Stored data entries
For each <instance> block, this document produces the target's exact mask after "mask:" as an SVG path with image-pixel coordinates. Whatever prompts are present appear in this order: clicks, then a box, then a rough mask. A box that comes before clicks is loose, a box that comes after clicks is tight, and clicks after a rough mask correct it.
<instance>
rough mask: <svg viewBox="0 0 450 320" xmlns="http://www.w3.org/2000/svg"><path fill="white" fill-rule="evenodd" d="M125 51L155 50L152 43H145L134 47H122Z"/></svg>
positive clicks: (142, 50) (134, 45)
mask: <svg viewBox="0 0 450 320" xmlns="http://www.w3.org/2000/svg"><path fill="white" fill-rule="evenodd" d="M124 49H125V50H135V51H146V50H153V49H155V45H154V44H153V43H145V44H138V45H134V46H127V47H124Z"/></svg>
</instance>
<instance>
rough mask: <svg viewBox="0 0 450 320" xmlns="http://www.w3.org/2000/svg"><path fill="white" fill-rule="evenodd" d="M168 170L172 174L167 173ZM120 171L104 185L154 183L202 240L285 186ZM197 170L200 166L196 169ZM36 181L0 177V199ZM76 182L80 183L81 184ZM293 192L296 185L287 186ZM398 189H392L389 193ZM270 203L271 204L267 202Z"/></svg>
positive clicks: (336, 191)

DESCRIPTION OF THE TASK>
Can you convert the rows, from the start through the line containing "positive clicks: (142, 50) (134, 45)", into a Markdown table with columns "No." and "Line", numbering each line and skipping any blank ones?

RESPONSE AREA>
| No. | Line |
|---|---|
| 1 | For each <instance> block, this document produces the target's exact mask after "mask:" as an SVG path with image-pixel coordinates. Whatever prompts are present appear in this order: clicks, then a box, then a rough mask. A box that comes before clicks is loose, a box that comes after clicks is tight, and clicks after a rough mask correct it. |
| 2 | <instance> |
| 3 | rough mask: <svg viewBox="0 0 450 320" xmlns="http://www.w3.org/2000/svg"><path fill="white" fill-rule="evenodd" d="M125 51L155 50L152 43H145L134 47H122Z"/></svg> |
| 4 | positive clicks: (142, 50) (134, 45) |